• _Record excerpts_
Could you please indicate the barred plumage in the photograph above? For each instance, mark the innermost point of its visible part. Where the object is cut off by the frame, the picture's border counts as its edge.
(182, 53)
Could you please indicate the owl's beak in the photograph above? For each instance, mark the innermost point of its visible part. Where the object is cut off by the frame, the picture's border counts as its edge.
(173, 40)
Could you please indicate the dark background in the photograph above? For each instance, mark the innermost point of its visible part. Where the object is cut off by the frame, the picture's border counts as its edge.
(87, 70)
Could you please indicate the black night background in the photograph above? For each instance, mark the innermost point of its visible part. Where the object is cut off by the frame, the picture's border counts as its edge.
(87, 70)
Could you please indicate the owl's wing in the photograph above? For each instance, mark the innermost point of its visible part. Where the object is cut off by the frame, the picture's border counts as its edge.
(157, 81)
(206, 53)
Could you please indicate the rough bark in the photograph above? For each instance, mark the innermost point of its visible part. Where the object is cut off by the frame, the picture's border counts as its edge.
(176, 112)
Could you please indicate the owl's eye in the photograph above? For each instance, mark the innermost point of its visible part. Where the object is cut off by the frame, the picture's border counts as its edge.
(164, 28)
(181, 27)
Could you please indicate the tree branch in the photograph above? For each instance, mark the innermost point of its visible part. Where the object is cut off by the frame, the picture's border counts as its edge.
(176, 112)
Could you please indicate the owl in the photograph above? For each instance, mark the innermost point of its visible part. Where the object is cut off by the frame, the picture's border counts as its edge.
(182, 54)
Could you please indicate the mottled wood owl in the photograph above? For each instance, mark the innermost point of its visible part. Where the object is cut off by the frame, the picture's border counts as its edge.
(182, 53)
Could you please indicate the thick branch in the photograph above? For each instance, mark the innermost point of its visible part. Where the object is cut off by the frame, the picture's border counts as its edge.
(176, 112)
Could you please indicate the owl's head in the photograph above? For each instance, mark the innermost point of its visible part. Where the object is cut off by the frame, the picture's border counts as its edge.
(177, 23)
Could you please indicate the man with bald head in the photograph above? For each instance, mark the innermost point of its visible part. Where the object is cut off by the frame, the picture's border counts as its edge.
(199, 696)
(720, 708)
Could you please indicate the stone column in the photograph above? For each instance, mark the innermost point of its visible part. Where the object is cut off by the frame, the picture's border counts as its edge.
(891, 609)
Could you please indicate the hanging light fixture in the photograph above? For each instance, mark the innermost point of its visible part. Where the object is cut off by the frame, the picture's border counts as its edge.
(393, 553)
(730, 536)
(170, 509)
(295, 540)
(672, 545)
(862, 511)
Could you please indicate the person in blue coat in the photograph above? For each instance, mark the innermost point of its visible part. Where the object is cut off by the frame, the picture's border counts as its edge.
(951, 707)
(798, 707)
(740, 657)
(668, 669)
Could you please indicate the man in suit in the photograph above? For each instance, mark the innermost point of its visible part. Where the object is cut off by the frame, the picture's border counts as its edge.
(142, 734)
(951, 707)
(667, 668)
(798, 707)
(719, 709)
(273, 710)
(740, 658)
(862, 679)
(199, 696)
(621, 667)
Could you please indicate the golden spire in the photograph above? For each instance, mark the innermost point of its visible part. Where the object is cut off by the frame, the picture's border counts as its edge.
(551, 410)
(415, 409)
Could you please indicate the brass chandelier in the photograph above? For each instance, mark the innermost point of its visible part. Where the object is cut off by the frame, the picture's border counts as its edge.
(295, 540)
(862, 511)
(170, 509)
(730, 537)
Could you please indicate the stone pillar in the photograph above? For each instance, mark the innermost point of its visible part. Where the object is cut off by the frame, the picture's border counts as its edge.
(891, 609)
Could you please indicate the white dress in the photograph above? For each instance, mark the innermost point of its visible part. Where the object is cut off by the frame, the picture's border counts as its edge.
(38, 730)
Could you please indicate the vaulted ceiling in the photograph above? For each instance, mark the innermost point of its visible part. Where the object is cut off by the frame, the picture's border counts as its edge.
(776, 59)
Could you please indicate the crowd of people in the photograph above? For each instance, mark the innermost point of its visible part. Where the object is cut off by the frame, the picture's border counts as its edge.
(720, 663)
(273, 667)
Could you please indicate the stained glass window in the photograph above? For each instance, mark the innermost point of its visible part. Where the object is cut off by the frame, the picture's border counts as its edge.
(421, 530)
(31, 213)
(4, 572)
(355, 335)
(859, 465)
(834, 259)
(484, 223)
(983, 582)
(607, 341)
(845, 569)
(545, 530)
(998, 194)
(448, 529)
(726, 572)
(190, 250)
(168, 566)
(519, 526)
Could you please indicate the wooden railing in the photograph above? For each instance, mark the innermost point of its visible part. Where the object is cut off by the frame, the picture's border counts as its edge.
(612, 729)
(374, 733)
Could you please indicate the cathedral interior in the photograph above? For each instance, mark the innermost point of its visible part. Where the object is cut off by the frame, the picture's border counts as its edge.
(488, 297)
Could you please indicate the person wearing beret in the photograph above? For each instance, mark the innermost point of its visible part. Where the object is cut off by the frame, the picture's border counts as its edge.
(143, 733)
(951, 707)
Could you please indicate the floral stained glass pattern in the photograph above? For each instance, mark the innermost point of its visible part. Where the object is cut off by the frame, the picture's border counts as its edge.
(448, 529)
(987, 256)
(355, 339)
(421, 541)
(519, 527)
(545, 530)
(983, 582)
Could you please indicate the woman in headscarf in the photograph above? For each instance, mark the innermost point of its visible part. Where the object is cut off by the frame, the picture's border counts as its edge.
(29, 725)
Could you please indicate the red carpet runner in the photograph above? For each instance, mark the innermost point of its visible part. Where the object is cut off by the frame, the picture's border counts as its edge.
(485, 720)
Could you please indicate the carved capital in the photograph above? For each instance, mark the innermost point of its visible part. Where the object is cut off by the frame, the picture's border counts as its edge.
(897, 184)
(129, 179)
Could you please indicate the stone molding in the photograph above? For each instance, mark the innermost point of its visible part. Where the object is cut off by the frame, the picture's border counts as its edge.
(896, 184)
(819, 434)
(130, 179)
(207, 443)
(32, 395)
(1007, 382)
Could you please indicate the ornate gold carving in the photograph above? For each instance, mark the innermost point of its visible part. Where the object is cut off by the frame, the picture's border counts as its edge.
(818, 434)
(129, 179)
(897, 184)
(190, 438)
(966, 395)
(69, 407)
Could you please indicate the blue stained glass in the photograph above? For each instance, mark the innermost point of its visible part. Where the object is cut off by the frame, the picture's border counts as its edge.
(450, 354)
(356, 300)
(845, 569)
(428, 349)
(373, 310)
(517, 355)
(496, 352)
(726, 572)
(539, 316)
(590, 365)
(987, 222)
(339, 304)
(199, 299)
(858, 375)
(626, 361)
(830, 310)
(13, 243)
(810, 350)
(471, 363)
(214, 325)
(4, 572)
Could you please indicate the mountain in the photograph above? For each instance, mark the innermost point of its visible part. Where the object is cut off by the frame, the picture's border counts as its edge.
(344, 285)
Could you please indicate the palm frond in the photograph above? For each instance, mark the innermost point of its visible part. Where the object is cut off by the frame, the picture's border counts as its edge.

• _Exercise_
Would you please copy out every line of the data exactly?

• _Finished exercise_
Could you please indicate the barred plumage in the photograph above? For each instance, mark the innermost point of its visible part. Where the object is cut off by the frame, the picture's border counts as its edge.
(182, 53)
Could you please indicate the owl's beak in the photograph above? For each instance, mark the innermost point of its visible part. Where the object is cut off by the frame, the picture's border counts as its edge.
(173, 40)
Could you please indicate the dark background in the photograph above? For each instance, mark the innermost point of its visible part. Where the object is cut off by the frame, the picture's border counts as its edge.
(87, 70)
Could you please indicate the black night background in the photograph above? For each instance, mark the innermost point of its visible part. Where the object is cut off by the frame, the picture's border counts as its edge.
(87, 70)
Could you please indicate the owl's wing in the photograph above? For each instance, mark the innermost point of its visible part. Where the object is cut off by the frame, the picture's border counts as its edge.
(157, 81)
(206, 53)
Could you please indicate the rough bark in the photograph above? For each instance, mark the innermost point of its visible part. Where the object is cut off by the frame, the picture's border counts as its edge.
(176, 112)
Could you please indicate the owl's eye in the photograph above? For each instance, mark the innermost point of its visible part. Where the object is cut off by the frame, the picture's border counts as its edge.
(164, 28)
(181, 27)
Could you please indicate the tree branch in the photograph above? For each instance, mark the innermost point of its visible part. Where the object is cut off by the frame, the picture's border counts as its edge.
(176, 112)
Could you please indicate the owl in the photograph above? For each instance, mark the innermost point of its visible part. Where the object is cut off by the frame, the picture's border counts as its edge.
(182, 54)
Could you please indicate the mottled wood owl in the photograph above? For each instance, mark the innermost point of its visible part. Where the object is cut off by the frame, the picture's border counts as its edge.
(182, 53)
Could you please indicate the thick branch in the photograph above? For each instance, mark the innermost point of its visible part. Where the object is cut off by the frame, the picture's border counts as its edge.
(176, 112)
Could you please indicate the owl's head in the photograph above? For each instance, mark the innermost point of its visible part. Where the object is cut off by the frame, the picture's border counts as its edge.
(177, 23)
Could you please indicate the man with bald head in the photograph above? For each instance, mark the innermost point of its visible part. Where the object is cut off by the frame, the picture's border counts as its edge.
(199, 696)
(720, 708)
Could you please indicate the stone column in the photograph above? For each instance, mark the innermost point of its visible part. Where the object is cut off by the frame, the picture's border counts as its edge.
(891, 609)
Could you please indicate the hanging light fixture in the photograph above? For each instance, mark the innermost point of its visible part. Where the object is cut off by the frame, the picture's border counts as its edge.
(393, 553)
(730, 536)
(170, 509)
(295, 540)
(672, 545)
(862, 511)
Could you please indicate the person in blue coat in the photograph above? For each instance, mark the innermost point of its visible part. Where the object is cut off by the frame, the picture's border counts as its edge.
(951, 707)
(798, 707)
(740, 657)
(668, 669)
Could you please indicate the man in suit in the photograph above? For each instance, mark the innermost point of its visible part. Where the object is cut off by the frame, the picture's border counts as its edge.
(142, 734)
(951, 707)
(667, 668)
(798, 707)
(719, 709)
(273, 710)
(740, 658)
(862, 679)
(199, 696)
(621, 667)
Could you please indicate the golden spire in the photograph above? For each instance, mark the innermost point of its visible part. Where the object is cut off by the frame, the picture's border counts as its edge.
(551, 410)
(415, 409)
Could you please indicate the brass chandelier in the photograph above? For each instance, mark the innermost point of its visible part. Where the object is cut off by the frame, the picture's border counts as its edge.
(295, 540)
(862, 511)
(170, 509)
(730, 537)
Could you please indicate the stone pillar in the photograph above? For each instance, mark the innermost point of its visible part. Where the object is cut off by the frame, the picture's border counts as its edge.
(891, 609)
Could you please indicate the white dress in the photograph above? For each instance, mark the innermost point of its visible part. Where the object is cut off by the frame, the picture's border counts as its edge.
(38, 730)
Could you please indicate the vaulted ceiling in the photograph above? For each instance, mark the innermost point of its visible part. Where the object is cut off by the frame, the picture's border counts as its edge.
(776, 59)
Could you please indicate the crowd of people in the photograph above? For each instance, mark the innermost point of its visible part. Where the object is cut off by the frame, the picture's border counts as its edge.
(720, 663)
(273, 667)
Could you please indicate the stained glass window in the photograph above? For each instance, mark the innermost point of its visible part. Where the object is cut off by the frame, the picture's border counts as its edge.
(421, 530)
(31, 213)
(4, 572)
(355, 335)
(859, 465)
(834, 259)
(484, 223)
(983, 582)
(607, 341)
(845, 569)
(545, 530)
(998, 194)
(448, 529)
(726, 572)
(190, 250)
(168, 566)
(519, 526)
Could you please indicate the wooden railing in the photograph above? For each instance, mark the innermost point of its visible part. Where the object is cut off by the frame, the picture's border counts as its edge.
(612, 729)
(374, 733)
Could you please indicate the cathedral interior in the photograph above? For each instance, mark the innermost point of its visible part. Where the object is cut off by the frame, the picture's border counts as its edge.
(488, 297)
Could you please indicate the person wearing beret in the photograph above? For each instance, mark the innermost point of its visible part. Where the object is cut off by the frame, the picture's border counts as its edge.
(143, 733)
(951, 707)
Could you please indicate the floral stained glass pattern in the photograph above? For each instance, mark the innermost point of its visible part. Where the object is cut off by the frame, the picture's border counts as its edge.
(448, 529)
(987, 256)
(355, 339)
(421, 541)
(519, 527)
(545, 530)
(983, 582)
Could you please indicate the woman in headscarf in the photograph above? For each instance, mark the innermost point of its visible part. Where the object is cut off by the frame, the picture's border counts as its edge.
(29, 725)
Could you please indicate the red carpet runner in the photograph above? For each instance, mark the innermost point of its visible part. Where the object is cut off by the frame, the picture's border counts as its edge.
(485, 720)
Could you please indicate the carved capital in the photograph above? For each instance, mark the innermost point of its visible part. Where the object is cut off by the frame, the picture's border counts as its edge.
(897, 184)
(129, 179)
Could you please indicate the stone molding in the photograph above? For each instance, mark the innermost point of its visible part. Where the object is cut off by the frame, the picture's border counts as its edge.
(896, 184)
(819, 434)
(130, 179)
(207, 443)
(32, 395)
(1007, 382)
Could you please indicate the ornate gold carving in the photograph above? For each instance, mark the innermost point of its visible part. Where the object is cut off by the frame, the picture's border counts as its edge.
(818, 434)
(129, 179)
(897, 184)
(190, 438)
(966, 395)
(69, 407)
Could you please indicate the blue stained glass in the photograph above? For each instance, mark the innermost point of its visible part. Where the object is cut off by the frame, the picture's border counts as its edge.
(450, 354)
(356, 300)
(845, 569)
(428, 349)
(373, 310)
(517, 355)
(496, 352)
(726, 572)
(539, 316)
(590, 365)
(987, 222)
(339, 304)
(199, 299)
(858, 375)
(626, 361)
(830, 310)
(13, 243)
(810, 350)
(471, 363)
(214, 325)
(4, 572)
Could you please indicate the mountain in the photograph above? For each instance, mark the innermost point of its visible part. Where the object is cut off by the frame, the picture's border counts as its edge.
(344, 285)
Could you please indicate the palm frond in the photograph above? For each instance, mark the innermost point of its visible part. Where the object is cut off by the frame, the picture's border counts as its edge.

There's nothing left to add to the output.